* _Passage to read_
My mood was lifting as yesterday progressed: those I talked to and much that I read confirmed that people had really voted for Remain on Thursday. And that they intended to do so again. The reasons were pretty obvious. For brevity I will reduce them to a limited list, starting with the negatives.
First, there is the fact that Brexit is, and has only ever been a serious project for the hard-right. It has the aim of destroying regulation that protects most people from abuse. It makes it possible for for Britain to be a tax haven. And it lets capital flow, if not unfettered then at least with greater freedom than ever through London and that will impose even greater cost on us all than the City does now. This arch-neoliberal project is clearly about increasing inequality and people reject that.
Second, they also reject an idea that clearly tears apart the UK’s national commitments, whether to the Union; the Good Friday Agreement or to those countries who have been our partners for so long now. They realise that the resulting loss of trust in the UK makes the idea of future deals laughable. Who wants to partner someone who has proved they will not keep their promises?
Third, there is the failure to people. That is the failure to consider those from Europe who live and work here. And the failure to consider those from the UK who live and work in Europe. And the failure to consider all those who have their rights stripped from them, whether they have as yet exercised them or not. This abuse of people’s freedoms is unacceptable. Let’s ignore the costs. There are principles at stake.
Fourth, there is the obvious fact that Brexit is not possible. It should be obvious to anyone bar Theresa May, and now Jeremy Corbyn, that there is no way the negotiated deal will pass parliament. And it is even more obvious that there is no such thing as No Deal. Quite literally the day after a No Deal Brexit the UK would have to go to the EU to get a deal: there is no other way that arrangements with the EU, and other countries, could be managed but by doing that. So first of all No Deal does not exist. And second, there is no evidence from anywhere that any such deals will be offered on better terms than now. For example, the US has said they will only do a trade deal with us if we respect the Good Friday Agreement, and that requires that we be in the Customs Union with the EU and single market. Australia, India and China will do deals but only with enhanced migration rights. And the EU will, I am sure, do a deal, but at considerably greater cost than the one we have. And all that will take years and in the meantime the cost will be enormous, and probably unsustainable as people literally die because, for example, we cannot trade the drugs and other essential products needed for their well-being. At a practical level Brexit it impossible both in reality and politically, with every outcome worse than at present.

* _Given instruction 1_
Gather every line of the rows below that contains the word "truck".

* _Data provided_
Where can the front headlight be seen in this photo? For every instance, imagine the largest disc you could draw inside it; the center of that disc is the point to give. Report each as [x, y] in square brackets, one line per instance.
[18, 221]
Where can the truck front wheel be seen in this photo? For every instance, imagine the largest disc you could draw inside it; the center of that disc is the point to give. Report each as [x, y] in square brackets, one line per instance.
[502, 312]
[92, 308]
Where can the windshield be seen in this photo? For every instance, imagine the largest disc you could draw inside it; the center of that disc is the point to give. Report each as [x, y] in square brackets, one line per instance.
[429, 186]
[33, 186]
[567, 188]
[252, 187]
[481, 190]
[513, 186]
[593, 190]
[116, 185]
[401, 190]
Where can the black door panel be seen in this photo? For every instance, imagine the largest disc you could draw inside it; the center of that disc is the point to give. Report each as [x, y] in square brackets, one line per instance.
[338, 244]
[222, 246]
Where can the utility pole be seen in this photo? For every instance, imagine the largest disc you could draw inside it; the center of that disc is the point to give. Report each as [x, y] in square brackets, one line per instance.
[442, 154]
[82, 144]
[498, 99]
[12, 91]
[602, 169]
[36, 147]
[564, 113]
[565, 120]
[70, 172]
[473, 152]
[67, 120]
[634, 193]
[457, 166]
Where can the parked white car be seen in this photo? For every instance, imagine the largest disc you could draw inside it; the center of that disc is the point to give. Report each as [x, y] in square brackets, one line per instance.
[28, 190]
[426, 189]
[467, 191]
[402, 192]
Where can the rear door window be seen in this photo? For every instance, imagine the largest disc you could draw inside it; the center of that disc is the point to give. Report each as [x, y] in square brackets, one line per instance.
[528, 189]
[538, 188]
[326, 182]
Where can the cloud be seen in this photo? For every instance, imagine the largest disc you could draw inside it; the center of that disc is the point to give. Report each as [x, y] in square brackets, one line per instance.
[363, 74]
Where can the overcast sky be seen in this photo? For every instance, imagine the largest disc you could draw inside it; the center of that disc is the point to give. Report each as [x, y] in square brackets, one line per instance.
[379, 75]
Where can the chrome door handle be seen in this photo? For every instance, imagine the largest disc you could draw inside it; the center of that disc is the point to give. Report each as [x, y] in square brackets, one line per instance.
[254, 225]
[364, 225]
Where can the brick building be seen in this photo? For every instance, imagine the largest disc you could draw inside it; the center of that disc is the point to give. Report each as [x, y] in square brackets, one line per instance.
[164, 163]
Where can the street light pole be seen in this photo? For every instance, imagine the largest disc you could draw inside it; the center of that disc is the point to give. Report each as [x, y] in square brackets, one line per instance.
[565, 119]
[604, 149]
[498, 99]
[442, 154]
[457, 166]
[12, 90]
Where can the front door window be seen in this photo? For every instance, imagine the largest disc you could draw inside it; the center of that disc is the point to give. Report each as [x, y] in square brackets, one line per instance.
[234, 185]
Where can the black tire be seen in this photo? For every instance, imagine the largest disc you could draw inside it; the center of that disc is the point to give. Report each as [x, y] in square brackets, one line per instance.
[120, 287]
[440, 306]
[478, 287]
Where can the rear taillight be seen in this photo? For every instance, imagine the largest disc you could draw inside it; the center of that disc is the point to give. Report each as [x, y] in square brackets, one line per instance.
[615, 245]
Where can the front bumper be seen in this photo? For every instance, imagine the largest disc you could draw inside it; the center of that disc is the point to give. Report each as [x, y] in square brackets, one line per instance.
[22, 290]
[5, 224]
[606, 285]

* _Given instruction 2_
Duplicate the part of the Brexit piece above, starting with "My mood was" and going on through "with the negatives.".

* _Correct response 1_
Where can the truck front wheel be seen in this photo? For every instance, imagine the largest disc you could draw inside it; the center of that disc is the point to give. Report each as [x, y] in square brackets, one line per instance.

* _Correct response 2_
My mood was lifting as yesterday progressed: those I talked to and much that I read confirmed that people had really voted for Remain on Thursday. And that they intended to do so again. The reasons were pretty obvious. For brevity I will reduce them to a limited list, starting with the negatives.